§ **Exercises**:
1. Translate this sentence from the Medicare guide into Spanish: "Part B covers doctor visits, outpatient care, preventive services, and medical equipment."
2. Continue the Medicare and Social Security guide, starting right after its last sentence.

§ **Passage to read**:
┄┄┄┄┄┄┄┄┄┄┄┄┄┄┄┄┄┄┄┄

Medicare & Social Security Basics for Cary Retirees

These two programs will shape your retirement income and healthcare costs for years. This guide walks through the most common situations Cary-area residents face, so you can prepare with more confidence.

Timing matters

When you act can matter as much as what you choose

Medicare and Social Security have enrollment windows, penalty structures, and coordination rules that affect your monthly income and out-of-pocket costs. Missing a deadline or claiming at the wrong time can cost real money, and some of those costs stick around for the long haul.

The good news: most of these decisions are knowable in advance. You don't need to figure everything out at once. Start with the situation that applies to you most right now.

A note before we start: This page is educational. It doesn't recommend a specific claiming age, coverage plan, or enrollment strategy. Rules change, and your situation is unique. Consider speaking with a qualified professional before making binding decisions.

Medicare

If you are turning 65 soon

Most people become eligible for Medicare at 65. The enrollment window opens before your birthday, and missing it has consequences that don't go away.

1

Your seven-month window

Your Initial Enrollment Period starts three months before the month you turn 65, includes your birthday month, and ends three months after. That gives you seven months to sign up for Part A and Part B. Most people should enroll during this window even if they have other coverage, but there are exceptions (more on that below).

2

What Parts A and B cover

Part A covers hospital stays, skilled nursing, hospice, and some home health. Most people don't pay a premium for Part A. Part B covers doctor visits, outpatient care, preventive services, and medical equipment. Part B has a monthly premium. Together, they form the federal foundation of retiree health coverage. You can see any provider that accepts Medicare.

Why enrollment timing matters

If you miss your Initial Enrollment Period and don't qualify for a Special Enrollment Period (covered below), you may face a late-enrollment penalty on your Part B premium. That penalty adds 10% for each 12-month period you were eligible but didn't sign up, and it stays for as long as you have Part B. Part D has a similar penalty structure for prescription drug coverage.

Medicare and Social Security connect

If you are already receiving Social Security at 65, you will generally be enrolled in Part A and Part B automatically. If you are not yet claiming Social Security, you need to sign up on your own. This is one reason the two decisions are worth thinking about together.

┄┄┄┄┄┄┄┄┄┄┄┄┄┄┄┄┄┄┄┄

§ **Data records**:
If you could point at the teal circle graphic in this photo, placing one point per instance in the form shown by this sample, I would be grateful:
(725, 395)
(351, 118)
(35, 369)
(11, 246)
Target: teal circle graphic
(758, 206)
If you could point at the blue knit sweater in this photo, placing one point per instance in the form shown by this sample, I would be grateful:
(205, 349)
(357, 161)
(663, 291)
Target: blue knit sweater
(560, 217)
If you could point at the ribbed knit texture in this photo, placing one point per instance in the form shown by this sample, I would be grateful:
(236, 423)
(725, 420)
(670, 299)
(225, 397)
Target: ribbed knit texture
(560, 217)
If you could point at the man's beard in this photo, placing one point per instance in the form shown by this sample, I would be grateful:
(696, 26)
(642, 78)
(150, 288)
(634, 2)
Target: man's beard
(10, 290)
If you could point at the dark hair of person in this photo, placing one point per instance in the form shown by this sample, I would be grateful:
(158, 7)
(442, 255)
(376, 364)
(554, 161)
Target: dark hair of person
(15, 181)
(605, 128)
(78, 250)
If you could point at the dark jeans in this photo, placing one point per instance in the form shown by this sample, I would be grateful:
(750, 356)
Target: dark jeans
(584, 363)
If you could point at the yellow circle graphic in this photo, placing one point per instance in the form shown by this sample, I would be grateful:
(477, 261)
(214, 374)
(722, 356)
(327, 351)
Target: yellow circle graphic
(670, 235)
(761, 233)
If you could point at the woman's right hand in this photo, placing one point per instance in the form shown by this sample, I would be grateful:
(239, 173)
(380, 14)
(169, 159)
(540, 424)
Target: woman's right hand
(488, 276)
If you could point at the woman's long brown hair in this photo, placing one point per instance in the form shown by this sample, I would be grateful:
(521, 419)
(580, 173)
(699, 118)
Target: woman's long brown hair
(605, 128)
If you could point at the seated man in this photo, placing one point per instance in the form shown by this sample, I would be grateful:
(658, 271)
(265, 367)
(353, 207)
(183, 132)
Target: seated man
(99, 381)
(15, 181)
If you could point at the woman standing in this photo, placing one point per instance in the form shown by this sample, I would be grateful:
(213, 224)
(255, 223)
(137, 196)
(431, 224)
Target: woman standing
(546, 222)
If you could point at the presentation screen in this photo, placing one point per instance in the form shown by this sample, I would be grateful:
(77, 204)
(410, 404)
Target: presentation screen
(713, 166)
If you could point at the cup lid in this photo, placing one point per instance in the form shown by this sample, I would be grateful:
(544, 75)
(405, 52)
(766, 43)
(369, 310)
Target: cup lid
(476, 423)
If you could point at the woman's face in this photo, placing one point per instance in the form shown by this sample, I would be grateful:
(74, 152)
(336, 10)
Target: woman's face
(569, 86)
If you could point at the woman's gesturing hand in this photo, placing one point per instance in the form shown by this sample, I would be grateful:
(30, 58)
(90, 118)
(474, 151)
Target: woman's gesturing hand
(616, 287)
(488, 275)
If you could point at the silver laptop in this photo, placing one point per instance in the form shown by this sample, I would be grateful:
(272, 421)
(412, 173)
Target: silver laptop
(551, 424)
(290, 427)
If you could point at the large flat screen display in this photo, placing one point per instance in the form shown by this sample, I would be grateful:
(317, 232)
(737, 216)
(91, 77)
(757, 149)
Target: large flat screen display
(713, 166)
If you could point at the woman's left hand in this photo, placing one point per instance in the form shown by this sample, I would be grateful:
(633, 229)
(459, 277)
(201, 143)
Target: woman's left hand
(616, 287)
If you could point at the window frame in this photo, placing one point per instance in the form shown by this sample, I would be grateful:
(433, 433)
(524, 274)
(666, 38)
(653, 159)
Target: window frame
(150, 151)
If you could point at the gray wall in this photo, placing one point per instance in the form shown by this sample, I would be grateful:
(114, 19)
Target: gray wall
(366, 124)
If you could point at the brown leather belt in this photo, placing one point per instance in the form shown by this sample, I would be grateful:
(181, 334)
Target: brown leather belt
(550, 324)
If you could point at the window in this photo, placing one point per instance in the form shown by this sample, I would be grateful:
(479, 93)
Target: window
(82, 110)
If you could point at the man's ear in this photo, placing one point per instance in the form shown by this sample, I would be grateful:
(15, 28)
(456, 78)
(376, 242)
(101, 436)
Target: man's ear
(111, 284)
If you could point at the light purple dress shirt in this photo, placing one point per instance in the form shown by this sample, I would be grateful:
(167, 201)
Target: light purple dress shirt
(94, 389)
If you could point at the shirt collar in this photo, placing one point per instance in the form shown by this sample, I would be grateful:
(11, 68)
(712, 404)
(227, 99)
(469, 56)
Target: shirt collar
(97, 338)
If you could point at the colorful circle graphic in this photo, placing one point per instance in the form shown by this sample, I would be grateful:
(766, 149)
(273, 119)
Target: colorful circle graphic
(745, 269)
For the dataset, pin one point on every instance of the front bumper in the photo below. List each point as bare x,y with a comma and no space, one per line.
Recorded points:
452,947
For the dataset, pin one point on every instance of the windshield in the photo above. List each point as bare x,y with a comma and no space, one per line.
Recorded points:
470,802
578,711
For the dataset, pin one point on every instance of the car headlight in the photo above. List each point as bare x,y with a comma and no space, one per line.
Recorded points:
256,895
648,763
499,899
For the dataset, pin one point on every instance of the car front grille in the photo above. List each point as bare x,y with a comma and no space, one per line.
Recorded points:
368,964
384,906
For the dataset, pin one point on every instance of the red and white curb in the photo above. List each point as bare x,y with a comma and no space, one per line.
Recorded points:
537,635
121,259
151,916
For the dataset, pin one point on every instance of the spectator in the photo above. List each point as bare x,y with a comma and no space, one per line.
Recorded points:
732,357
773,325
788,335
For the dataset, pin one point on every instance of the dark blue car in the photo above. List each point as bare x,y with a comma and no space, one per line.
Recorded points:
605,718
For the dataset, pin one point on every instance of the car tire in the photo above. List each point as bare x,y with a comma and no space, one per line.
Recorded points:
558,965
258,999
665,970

┄┄┄┄┄┄┄┄┄┄┄┄┄┄┄┄┄┄┄┄

§ **Responses per task**:
1. La Parte B cubre las visitas al médico, la atención ambulatoria, los servicios preventivos y el equipo médico.

2.
A permanent decision: Medicare enrollment penalties are not a one-time fee. They add to your premium for as long as you have Part B or Part D coverage. Understanding your enrollment window before it arrives is one of the most practical things you can do.

Medicare & Social Security

If you are still working

Working past 65 changes the Medicare and Social Security math. Employer coverage, plan coordination, and earnings limits all play a role.

You may be able to delay Part B

If you or your spouse have employer-sponsored coverage through active employment at 65, you can often delay Part B without a penalty. When that coverage ends, you get an eight-month Special Enrollment Period to sign up. At most larger employers (20 or more employees), the employer plan is primary and Medicare is secondary. Smaller employers may require Medicare to be primary. Each employer's rules are different, so check with your benefits administrator.

Working and claiming Social Security early

If you claim Social Security before your full retirement age and keep working, your benefits may be temporarily reduced if your earnings go over the annual limit. In the year you reach full retirement age, a higher limit applies. After full retirement age, there is no reduction no matter how much you earn. Benefits withheld under the earnings test are not lost, they are factored into a higher monthly amount later.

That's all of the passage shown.